Document excerpt:
-------------------------
The net’s authority over domain names is set to pull the plug on an Estonia-based seller of domain names that security researchers say has been a refuge for cyber-criminals for years.
ICANN told the EstDomains on Tuesday that it was revoking its accreditation since it learned the company’s president Vladimir Tsastin had been convicted in February in Estonia for online credit card fraud and money laundering.
The Tuesday notice (.pdf) said that ICANN, which controls the distribution of the net’s names and IP addresses, was immediately freezing EstDomain’s ability to register new domain names and looking to find stewards for the 281,000 domain names that EstDomains manages.
ICANN put the action on hold on Wednesday, however, to investigate EstDomain’s immediate appeal, which claimed that it had changed its CEO months ago without telling anyone.
Security experts have long accused EstDomains of being too friendly with online criminals, including the ultra-professional Russian Business Network.
In a recent blog post, F-Secure’s Mikko Hypponen says he first learned of EstDomains when researching a particularly damaging attack in 2005, and its association with malicious sites never stopped.
-------------------------
Source material:
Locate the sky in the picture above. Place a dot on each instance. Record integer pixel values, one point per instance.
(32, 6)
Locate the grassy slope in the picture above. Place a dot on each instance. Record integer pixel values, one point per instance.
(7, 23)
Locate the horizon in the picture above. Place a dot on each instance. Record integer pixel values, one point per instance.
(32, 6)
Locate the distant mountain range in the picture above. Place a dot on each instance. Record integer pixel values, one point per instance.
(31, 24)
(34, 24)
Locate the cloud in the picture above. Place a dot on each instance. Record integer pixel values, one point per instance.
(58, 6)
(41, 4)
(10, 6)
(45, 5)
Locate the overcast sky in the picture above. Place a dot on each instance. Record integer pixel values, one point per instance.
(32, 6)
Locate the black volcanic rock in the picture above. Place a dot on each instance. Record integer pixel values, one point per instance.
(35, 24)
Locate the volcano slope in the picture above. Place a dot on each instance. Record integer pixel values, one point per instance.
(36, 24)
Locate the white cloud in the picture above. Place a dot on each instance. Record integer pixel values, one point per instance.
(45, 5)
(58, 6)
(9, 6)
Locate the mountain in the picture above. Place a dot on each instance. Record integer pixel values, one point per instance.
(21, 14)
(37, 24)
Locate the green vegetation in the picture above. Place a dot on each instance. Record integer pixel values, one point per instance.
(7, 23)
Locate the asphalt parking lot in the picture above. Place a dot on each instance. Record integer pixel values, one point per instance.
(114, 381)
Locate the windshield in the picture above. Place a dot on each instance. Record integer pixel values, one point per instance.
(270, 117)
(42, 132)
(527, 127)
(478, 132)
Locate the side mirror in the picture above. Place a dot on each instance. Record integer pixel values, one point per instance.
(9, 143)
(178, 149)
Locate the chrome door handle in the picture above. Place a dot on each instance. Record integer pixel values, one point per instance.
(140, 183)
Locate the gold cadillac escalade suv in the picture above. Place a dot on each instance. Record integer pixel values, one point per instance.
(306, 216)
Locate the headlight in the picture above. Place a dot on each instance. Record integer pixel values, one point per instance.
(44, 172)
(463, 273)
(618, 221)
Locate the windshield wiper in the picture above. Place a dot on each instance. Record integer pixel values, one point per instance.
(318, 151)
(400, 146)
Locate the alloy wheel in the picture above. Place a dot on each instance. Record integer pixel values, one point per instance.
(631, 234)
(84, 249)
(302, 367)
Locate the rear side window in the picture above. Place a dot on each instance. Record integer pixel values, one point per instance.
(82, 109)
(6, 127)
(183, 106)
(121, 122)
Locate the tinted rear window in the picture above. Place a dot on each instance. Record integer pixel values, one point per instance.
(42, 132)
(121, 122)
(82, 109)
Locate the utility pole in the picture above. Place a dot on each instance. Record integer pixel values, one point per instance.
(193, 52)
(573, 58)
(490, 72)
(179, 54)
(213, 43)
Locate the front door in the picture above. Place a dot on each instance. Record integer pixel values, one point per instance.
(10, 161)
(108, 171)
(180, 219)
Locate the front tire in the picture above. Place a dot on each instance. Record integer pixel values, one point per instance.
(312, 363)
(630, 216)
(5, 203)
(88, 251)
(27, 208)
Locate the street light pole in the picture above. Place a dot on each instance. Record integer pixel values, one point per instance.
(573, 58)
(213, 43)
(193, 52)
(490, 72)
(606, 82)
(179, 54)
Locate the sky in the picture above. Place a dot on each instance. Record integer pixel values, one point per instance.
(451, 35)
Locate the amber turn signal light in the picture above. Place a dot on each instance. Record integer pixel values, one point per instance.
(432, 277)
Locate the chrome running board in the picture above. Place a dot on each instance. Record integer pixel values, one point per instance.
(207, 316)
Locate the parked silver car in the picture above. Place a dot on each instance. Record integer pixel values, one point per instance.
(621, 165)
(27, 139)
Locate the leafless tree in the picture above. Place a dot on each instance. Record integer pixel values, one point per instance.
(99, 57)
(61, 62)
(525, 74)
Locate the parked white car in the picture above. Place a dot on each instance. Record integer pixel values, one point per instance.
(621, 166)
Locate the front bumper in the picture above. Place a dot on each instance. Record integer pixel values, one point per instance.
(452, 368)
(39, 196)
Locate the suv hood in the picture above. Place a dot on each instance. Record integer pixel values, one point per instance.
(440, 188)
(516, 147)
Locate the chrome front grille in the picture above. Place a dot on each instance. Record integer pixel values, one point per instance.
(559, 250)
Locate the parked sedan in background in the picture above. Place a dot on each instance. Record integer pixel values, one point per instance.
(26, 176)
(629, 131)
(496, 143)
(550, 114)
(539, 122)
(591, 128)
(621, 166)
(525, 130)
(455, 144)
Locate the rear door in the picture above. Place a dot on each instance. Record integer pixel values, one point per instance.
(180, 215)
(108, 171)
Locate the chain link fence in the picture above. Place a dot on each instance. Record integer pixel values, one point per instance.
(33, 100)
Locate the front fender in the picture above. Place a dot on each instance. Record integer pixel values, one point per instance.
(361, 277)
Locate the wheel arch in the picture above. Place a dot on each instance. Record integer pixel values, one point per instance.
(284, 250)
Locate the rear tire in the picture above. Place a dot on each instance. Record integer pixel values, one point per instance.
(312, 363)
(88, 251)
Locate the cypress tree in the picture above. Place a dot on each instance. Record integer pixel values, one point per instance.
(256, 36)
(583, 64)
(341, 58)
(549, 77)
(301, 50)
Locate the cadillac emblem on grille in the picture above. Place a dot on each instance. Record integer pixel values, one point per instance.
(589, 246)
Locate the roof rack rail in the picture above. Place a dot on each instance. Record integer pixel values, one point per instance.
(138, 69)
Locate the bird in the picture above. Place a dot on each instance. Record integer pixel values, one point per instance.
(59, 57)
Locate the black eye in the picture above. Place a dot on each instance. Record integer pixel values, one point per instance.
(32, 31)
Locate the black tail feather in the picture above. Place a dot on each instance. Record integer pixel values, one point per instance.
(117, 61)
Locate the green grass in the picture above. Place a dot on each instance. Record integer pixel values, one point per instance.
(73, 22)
-------------------------
Task:
Revise the passage of the article about ICANN and EstDomains starting with "ICANN told the" and going on through "Russian Business Network.", replacing "accreditation" with "registrar license". The rows after the text are separate material and are unrelated to it.

Output for this exercise:
ICANN told the EstDomains on Tuesday that it was revoking its registrar license since it learned the company’s president Vladimir Tsastin had been convicted in February in Estonia for online credit card fraud and money laundering.
The Tuesday notice (.pdf) said that ICANN, which controls the distribution of the net’s names and IP addresses, was immediately freezing EstDomain’s ability to register new domain names and looking to find stewards for the 281,000 domain names that EstDomains manages.
ICANN put the action on hold on Wednesday, however, to investigate EstDomain’s immediate appeal, which claimed that it had changed its CEO months ago without telling anyone.
Security experts have long accused EstDomains of being too friendly with online criminals, including the ultra-professional Russian Business Network.